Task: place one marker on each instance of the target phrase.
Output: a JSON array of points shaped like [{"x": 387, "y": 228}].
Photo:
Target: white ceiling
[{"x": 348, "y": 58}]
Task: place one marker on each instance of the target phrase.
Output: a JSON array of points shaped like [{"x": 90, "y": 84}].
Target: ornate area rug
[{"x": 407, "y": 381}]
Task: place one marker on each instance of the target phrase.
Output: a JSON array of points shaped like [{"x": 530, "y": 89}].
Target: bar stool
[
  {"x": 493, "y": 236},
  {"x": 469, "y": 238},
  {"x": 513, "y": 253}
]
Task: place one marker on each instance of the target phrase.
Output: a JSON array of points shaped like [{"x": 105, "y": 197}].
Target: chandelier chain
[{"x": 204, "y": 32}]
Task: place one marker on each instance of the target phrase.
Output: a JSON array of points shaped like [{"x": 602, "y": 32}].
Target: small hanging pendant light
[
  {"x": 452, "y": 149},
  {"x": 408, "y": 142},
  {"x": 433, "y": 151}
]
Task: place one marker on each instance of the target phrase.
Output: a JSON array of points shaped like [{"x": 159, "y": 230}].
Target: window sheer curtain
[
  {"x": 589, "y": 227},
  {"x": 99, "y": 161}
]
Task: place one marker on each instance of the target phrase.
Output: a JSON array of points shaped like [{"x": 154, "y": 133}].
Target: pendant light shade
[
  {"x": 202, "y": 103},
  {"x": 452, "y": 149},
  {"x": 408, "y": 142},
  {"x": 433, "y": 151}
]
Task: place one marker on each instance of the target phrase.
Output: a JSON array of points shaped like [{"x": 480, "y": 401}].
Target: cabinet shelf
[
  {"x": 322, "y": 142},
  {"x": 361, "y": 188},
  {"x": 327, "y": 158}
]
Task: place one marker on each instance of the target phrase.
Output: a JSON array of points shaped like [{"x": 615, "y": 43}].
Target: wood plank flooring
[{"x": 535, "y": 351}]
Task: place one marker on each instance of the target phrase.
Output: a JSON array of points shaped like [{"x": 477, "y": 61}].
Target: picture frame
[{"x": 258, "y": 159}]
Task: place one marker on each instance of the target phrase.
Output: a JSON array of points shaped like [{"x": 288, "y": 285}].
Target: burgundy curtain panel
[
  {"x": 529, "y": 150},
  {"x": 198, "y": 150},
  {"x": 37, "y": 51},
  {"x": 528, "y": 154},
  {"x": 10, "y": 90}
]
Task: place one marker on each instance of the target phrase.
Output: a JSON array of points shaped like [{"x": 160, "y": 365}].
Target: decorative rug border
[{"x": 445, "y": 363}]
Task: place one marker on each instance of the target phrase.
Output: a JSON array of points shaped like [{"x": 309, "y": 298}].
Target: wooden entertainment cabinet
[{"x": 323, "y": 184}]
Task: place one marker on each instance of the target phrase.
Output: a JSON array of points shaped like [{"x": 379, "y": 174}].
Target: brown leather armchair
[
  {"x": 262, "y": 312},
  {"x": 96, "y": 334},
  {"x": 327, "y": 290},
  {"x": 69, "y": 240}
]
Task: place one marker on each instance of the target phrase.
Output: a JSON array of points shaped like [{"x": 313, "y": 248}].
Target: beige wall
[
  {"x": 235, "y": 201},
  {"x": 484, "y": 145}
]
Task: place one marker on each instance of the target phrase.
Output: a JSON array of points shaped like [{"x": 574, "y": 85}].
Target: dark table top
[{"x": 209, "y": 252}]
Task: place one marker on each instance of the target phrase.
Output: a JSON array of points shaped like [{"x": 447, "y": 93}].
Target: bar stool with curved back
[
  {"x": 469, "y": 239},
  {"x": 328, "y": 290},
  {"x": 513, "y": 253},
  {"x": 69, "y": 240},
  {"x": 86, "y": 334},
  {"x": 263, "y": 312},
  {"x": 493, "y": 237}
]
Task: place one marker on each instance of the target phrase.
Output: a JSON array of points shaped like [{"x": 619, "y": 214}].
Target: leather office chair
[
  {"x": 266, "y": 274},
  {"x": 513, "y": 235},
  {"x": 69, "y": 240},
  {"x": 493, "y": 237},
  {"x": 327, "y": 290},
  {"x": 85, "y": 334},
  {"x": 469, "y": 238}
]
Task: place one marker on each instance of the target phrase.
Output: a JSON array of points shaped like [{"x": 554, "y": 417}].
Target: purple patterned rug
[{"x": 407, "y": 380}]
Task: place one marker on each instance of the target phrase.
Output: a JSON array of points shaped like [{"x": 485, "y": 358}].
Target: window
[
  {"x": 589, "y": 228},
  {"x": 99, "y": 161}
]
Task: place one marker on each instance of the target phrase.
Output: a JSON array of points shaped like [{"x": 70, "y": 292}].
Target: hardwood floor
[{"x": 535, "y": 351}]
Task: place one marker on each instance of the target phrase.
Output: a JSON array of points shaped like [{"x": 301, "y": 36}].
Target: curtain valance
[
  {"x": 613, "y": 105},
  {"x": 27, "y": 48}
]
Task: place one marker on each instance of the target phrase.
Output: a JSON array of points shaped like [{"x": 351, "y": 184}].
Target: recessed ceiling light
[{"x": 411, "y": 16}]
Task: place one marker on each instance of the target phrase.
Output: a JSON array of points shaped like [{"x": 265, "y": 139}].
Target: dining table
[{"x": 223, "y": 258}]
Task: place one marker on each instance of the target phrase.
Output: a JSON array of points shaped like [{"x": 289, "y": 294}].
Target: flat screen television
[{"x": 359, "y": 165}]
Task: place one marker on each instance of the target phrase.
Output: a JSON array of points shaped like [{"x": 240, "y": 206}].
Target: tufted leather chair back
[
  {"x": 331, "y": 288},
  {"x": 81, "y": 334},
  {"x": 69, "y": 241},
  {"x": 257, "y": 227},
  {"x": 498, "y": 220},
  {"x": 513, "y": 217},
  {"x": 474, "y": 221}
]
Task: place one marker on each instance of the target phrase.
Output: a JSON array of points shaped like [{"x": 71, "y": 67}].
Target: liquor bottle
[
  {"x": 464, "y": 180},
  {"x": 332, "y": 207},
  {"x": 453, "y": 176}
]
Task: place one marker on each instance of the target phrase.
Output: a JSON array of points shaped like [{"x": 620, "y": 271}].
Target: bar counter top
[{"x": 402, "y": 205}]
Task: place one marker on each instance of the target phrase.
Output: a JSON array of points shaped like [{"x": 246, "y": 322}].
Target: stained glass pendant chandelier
::::::
## Task brief
Gather every line of the data above that contains the word "chandelier".

## Written response
Target: chandelier chain
Target: stained glass pendant chandelier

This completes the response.